- _EXCERPT TO READ_
● ● ● ● ●

# Ultra-Light Travel Tripod Suggestions



## Rmafive (Jan 27, 2014)

Hi guys,

I am in the market for a super-light travel tripod that I can easily stow in my luggage on trips and might actually use (my other tripod is pretty huge and heavy). After my research I am now interested in the Sirui T-1205X travel tripod:

http://www.bhphotovideo.com/c/product/822142-REG/Sirui_BSRT1205_T_1205X_5_Section_Carbon_Fiber.html

I was wondering if anyone has any experience with any of these Sirui tripods, the reviews seem pretty good for this one. If you have any other suggestions, I'm looking at around no more than $300 and I shoot generally with a 6D and 24-105mm lens. Thanks!


----------



## Albi86 (Jan 27, 2014)

*Re: Ultra-Light Travel Tripod, Sirui?*

Do you need a load capacity of 22 lbs? 

If not, have a look at Cullmann Nanomax series.


----------



## moocowe (Jan 27, 2014)

● ● ● ● ●

- _COLLECTED MATERIAL_
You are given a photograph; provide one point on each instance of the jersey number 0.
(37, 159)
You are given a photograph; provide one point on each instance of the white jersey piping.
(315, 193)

● ● ● ● ●

- _STATED TASK 1_
For the tripod thread, mark each statement (a), (b), and (c) yes or no according to whether it agrees with the text, and quote the deciding words. (a) The original poster usually shoots with a 6D and a 24-105mm lens. (b) The original poster's budget is at least $500. (c) Albi86 suggests the Cullmann Nanomax series for someone who does need a 22 lb load capacity.
- _STATED TASK 2_
Pick up the thread about ultra-light travel tripods at the point where it stops, and write what comes next.
The listing can be set aside; it plays no part in what comes next.

- _EXERCISE RESPONSE 1_
(a) Yes: "I shoot generally with a 6D and 24-105mm lens."
(b) No: "I'm looking at around no more than $300."
(c) No: "Do you need a load capacity of 22 lbs? If not, have a look at Cullmann Nanomax series."

- _EXERCISE RESPONSE 2_
*Re: Ultra-Light Travel Tripod, Sirui?*

I have had the T-1005X aluminium version for a couple of years, and use it frequently. I find I take a tripod with me a lot more than I used to, because even the aluminium version is light enough and the case is pretty decent too.

For me, the CF version wasn't substantially lighter to justify the extra cost. 1.0kg vs 0.8kg according to Sirui.

I paired it with a Manfrotto 494RC2 ballhead, just because I already have RC2 plates for my other tripod.

Works fine with a 5D3 and Sigma 35mm 1.4, which weigh more than your 6D and 24-105.
I have used it with the 5D3 and 70-200 IS II, and although that's probably not recommended, it's better than nothing if you need it.


----------



## Eldar (Jan 27, 2014)

*Re: Ultra-Light Travel Tripod, Sirui?*

Make sure you try it first. Most of the ultralights are pretty shaky stuff. I have the Gitzo GK1580TQR5, which is very small and light, but every setup requires special attention.


----------



## K-amps (Jan 27, 2014)

*Re: Ultra-Light Travel Tripod, Sirui?*

I owned one... very well made, quite light. Set up is easy, quite ergonomical. I love it. The only thing I miss form the Manfrotto it replaced was not being able to tilt the center shaft 90 degrees for macro work... but there are ways to get that done...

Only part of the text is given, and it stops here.